▸ ACTIVITY:
If an entry holds an image, leave that image out and transcribe everything else exactly.

BEGIN DATA PROVIDED

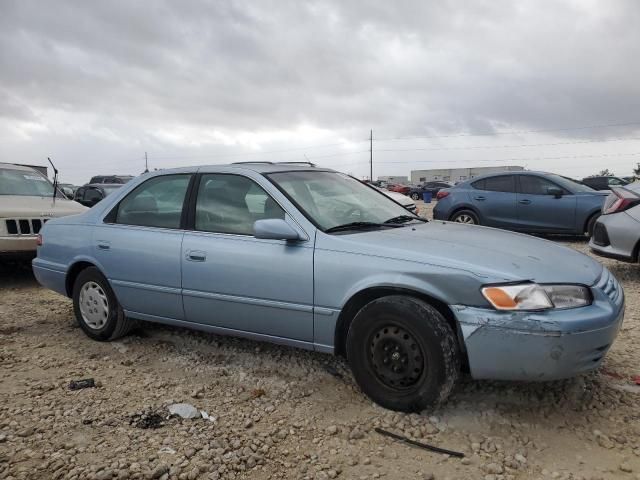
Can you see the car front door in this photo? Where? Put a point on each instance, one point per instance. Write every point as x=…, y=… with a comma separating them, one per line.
x=138, y=247
x=240, y=283
x=544, y=206
x=495, y=199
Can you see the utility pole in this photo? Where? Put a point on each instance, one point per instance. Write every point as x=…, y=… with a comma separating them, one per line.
x=371, y=156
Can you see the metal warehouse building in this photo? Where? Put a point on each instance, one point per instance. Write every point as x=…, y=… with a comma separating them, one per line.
x=457, y=174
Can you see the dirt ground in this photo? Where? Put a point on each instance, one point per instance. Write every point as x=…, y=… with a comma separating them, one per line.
x=284, y=413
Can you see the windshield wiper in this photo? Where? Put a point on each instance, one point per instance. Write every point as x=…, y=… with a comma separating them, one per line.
x=404, y=219
x=358, y=225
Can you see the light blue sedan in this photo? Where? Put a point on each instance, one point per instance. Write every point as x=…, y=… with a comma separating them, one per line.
x=313, y=258
x=532, y=202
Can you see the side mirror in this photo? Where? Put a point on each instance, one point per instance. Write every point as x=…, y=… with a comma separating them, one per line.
x=274, y=229
x=556, y=192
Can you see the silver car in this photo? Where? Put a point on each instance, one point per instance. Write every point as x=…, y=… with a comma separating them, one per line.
x=616, y=234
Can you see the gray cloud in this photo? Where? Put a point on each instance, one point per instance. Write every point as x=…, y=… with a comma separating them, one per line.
x=98, y=83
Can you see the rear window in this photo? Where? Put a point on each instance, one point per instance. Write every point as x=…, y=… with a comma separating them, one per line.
x=501, y=183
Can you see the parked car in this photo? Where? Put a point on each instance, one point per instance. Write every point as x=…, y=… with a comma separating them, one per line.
x=119, y=179
x=90, y=194
x=313, y=258
x=534, y=202
x=26, y=203
x=604, y=182
x=416, y=193
x=617, y=232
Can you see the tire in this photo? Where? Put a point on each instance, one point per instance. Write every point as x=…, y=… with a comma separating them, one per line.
x=416, y=328
x=591, y=223
x=465, y=216
x=101, y=317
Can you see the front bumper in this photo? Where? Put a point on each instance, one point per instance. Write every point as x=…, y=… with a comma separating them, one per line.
x=540, y=346
x=616, y=236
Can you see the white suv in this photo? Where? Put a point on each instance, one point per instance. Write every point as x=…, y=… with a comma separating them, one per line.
x=26, y=203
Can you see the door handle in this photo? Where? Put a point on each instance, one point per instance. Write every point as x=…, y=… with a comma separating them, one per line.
x=196, y=255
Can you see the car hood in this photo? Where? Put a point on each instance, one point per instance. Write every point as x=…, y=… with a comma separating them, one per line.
x=496, y=255
x=14, y=206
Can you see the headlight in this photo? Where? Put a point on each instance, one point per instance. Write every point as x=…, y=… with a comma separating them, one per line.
x=531, y=296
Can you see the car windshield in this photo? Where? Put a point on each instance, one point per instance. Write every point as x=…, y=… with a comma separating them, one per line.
x=332, y=199
x=569, y=183
x=24, y=182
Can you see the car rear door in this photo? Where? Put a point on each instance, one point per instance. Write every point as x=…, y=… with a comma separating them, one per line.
x=542, y=211
x=495, y=199
x=235, y=281
x=138, y=247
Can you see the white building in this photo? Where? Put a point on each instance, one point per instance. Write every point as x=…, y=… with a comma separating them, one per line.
x=457, y=174
x=394, y=179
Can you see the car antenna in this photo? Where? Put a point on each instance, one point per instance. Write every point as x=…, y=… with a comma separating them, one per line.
x=55, y=180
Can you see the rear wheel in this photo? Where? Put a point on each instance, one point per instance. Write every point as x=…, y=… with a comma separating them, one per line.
x=465, y=216
x=96, y=307
x=403, y=353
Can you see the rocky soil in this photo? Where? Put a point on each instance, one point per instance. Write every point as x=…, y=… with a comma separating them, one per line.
x=278, y=412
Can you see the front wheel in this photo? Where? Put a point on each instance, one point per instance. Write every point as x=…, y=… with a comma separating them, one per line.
x=465, y=216
x=403, y=353
x=96, y=307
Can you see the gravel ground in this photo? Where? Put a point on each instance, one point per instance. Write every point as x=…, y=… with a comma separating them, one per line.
x=284, y=413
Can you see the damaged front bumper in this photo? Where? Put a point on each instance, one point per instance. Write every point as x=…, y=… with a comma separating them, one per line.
x=547, y=345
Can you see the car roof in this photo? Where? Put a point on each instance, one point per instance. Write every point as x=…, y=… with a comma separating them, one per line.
x=507, y=172
x=13, y=166
x=258, y=167
x=104, y=185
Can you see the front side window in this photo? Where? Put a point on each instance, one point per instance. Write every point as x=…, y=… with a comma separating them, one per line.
x=331, y=199
x=232, y=204
x=533, y=185
x=92, y=195
x=157, y=202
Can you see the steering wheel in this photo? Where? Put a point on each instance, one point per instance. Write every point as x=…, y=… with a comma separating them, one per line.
x=353, y=212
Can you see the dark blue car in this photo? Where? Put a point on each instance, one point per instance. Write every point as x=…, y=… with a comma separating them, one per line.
x=533, y=202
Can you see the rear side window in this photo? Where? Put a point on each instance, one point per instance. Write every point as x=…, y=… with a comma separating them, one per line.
x=533, y=185
x=502, y=183
x=232, y=203
x=157, y=202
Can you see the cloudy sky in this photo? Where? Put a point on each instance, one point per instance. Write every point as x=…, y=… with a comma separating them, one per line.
x=543, y=84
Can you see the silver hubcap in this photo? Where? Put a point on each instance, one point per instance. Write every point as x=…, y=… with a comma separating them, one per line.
x=94, y=305
x=464, y=219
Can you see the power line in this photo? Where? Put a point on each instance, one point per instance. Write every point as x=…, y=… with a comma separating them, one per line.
x=511, y=132
x=476, y=147
x=516, y=159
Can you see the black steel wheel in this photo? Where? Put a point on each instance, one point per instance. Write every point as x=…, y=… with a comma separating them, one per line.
x=396, y=356
x=403, y=353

END DATA PROVIDED

▸ EXERCISE RESPONSE:
Can you see the car front door in this photo? Where? Put a point on each instance, one point per instance. Write every point as x=…, y=… with a comma separating them, one per line.
x=138, y=247
x=240, y=283
x=544, y=206
x=495, y=199
Can you see the utility pole in this photo? Where? Put a point on each instance, one point per instance. Write every point as x=…, y=… with a comma separating them, one per line.
x=371, y=156
Can you see the metal warehouse building in this photo? Where? Put a point on each instance, one point per instance. Write every point as x=…, y=… with a comma separating them, one per line.
x=457, y=174
Can you see the dirt ground in this photo? Where? Put a point on each instance, one point per instance. Write every point as x=…, y=… with a comma separating them, one per line.
x=284, y=413
Can you see the windshield wiper in this photo? Where? Put a point on each instance, one point per instance. Write every point as x=…, y=… with a comma separating them, one per line.
x=404, y=219
x=358, y=225
Can you see the light blue sedan in this photo? Where? Put a point on each instance, one point per instance. Write every point as x=…, y=… with a comma separating them, one per line.
x=313, y=258
x=532, y=202
Can you see the side mirror in this photo? Where? Put a point on each instance, one point per instance. Write every point as x=…, y=… with a comma separating them, one per line.
x=274, y=229
x=556, y=192
Can you see the silver car in this photo? Where? Put a point on each instance, one point per instance. Write every point as x=…, y=… with a comma separating them, one per line.
x=616, y=234
Can you see the gray cloud in this photo? Where? Put a point on each instance, one point per instance. Write every point as x=…, y=… with a comma separating them, one per line.
x=98, y=83
Can you see the rear window in this photo? Where? Put a point on each instance, one point per instance. Write every point as x=…, y=… with a comma separating them, one per line.
x=501, y=183
Can you see the parked car in this photo? Where? Put a point on each instance, one point per instance. Write every point as x=…, y=… with a comma separating them, one per line.
x=119, y=179
x=90, y=194
x=313, y=258
x=534, y=202
x=26, y=203
x=604, y=182
x=416, y=193
x=617, y=232
Can you see the tire in this photo? Where? Put a point on each instance, one point per instance. Write every point as x=…, y=… with a comma separating them, one per line.
x=416, y=328
x=591, y=223
x=465, y=216
x=101, y=317
Can you see the front bumper in this photo? Where? Put a point on each instance, one point per instance. Write every point as x=…, y=… with a comma separating them, one per line.
x=540, y=346
x=616, y=236
Can you see the white suv in this photo? Where? Put a point on each instance, one point per instance. Write every point as x=…, y=… with a comma separating them, one per line.
x=26, y=203
Can you see the door handle in this photo? Where? Put a point on each instance, one point per instance. Write every point as x=…, y=… with a comma separating them, one per line.
x=196, y=255
Can you see the car hood in this photo? Where? Put a point on each instance, one point per instance. Write every point as x=…, y=… with a comma separating them, one per line.
x=496, y=255
x=14, y=206
Can you see the headlight in this photo? Where? Put a point on each instance, one point per instance. Write every point as x=…, y=… with a comma separating them, one per line.
x=531, y=296
Can you see the car windshield in this photo? Where? Put a point on each instance, one point per instance. Write every point as x=…, y=… with a comma separating them, one per line.
x=332, y=199
x=569, y=183
x=24, y=182
Can you see the car rear door in this photo? Where? Put a point on each instance, one point per instance. Write every point as x=…, y=… with a comma separating them, one per line.
x=542, y=211
x=495, y=199
x=235, y=281
x=138, y=247
Can you see the white building in this photo? Where? Put a point on each instance, one point per instance. Write every point as x=…, y=… with a comma separating them, one per line.
x=457, y=174
x=394, y=179
Can you see the car antenna in this photo? Where? Put a point on each instance, one point per instance. Write every point as x=…, y=… with a comma separating them, one per line.
x=55, y=180
Can you see the rear wheel in this photo? Where? Put a point on each instance, one point per instance. Write every point as x=…, y=… with a comma separating them, one per line.
x=465, y=216
x=96, y=307
x=403, y=353
Can you see the rocky soil in this photo? Where? Put a point on each instance, one point per instance. Write every point as x=…, y=… with a comma separating them, one per line.
x=278, y=412
Can you see the front wheel in this photo? Where? Put a point on each instance, one point per instance. Write every point as x=…, y=… with a comma separating them, one per line.
x=465, y=216
x=403, y=353
x=96, y=307
Can you see the gravel ground in this photo? Where? Put a point on each instance, one point per instance. Write every point as x=…, y=… with a comma separating them, one per line.
x=284, y=413
Can you see the damaged front bumper in this photo? Where? Put a point on each instance, one point per instance. Write every point as x=…, y=… with a comma separating them, one per line.
x=547, y=345
Can you see the car roof in this photo? Where? Put a point on each instance, one point per instance. Write every point as x=…, y=… with a comma separating them, one per line.
x=507, y=172
x=13, y=166
x=258, y=167
x=104, y=185
Can you see the front side window in this photo? Where? Put a point on each instance, one point per instance. Write every point as x=…, y=… with a comma separating them, one per line.
x=331, y=199
x=232, y=204
x=533, y=185
x=92, y=195
x=157, y=202
Can you see the steering wheel in this photo? Where? Put a point on each instance, one point per instance. Write every point as x=…, y=… with a comma separating them, one per line.
x=353, y=212
Can you see the dark blue car in this photo? Where? Put a point on each instance, one point per instance. Write every point as x=…, y=… with a comma separating them, one per line.
x=533, y=202
Can you see the rear side window in this photo? Where? Put a point on each instance, one point per instance. Write every point as x=…, y=… with a comma separating them, one per line.
x=533, y=185
x=502, y=183
x=232, y=203
x=157, y=202
Can you see the cloudy sky in this photo? Where? Put a point on each instance, one point per instance. Write every point as x=…, y=… with a comma separating them, one per line.
x=543, y=84
Can you see the silver hubcap in this photo? Where? Put a point on each instance, one point per instance. Write every point as x=…, y=… with a comma separating them, one per line.
x=94, y=305
x=464, y=219
Can you see the power line in this photo? Where? Put a point on each instance, one point per instance. Write every point as x=…, y=… with a comma separating them, one per line.
x=511, y=132
x=476, y=147
x=516, y=159
Can you see the black steel wheel in this photo? Where? Put a point on each instance, one point per instance. Write every point as x=…, y=… with a comma separating them, one per line.
x=396, y=356
x=403, y=353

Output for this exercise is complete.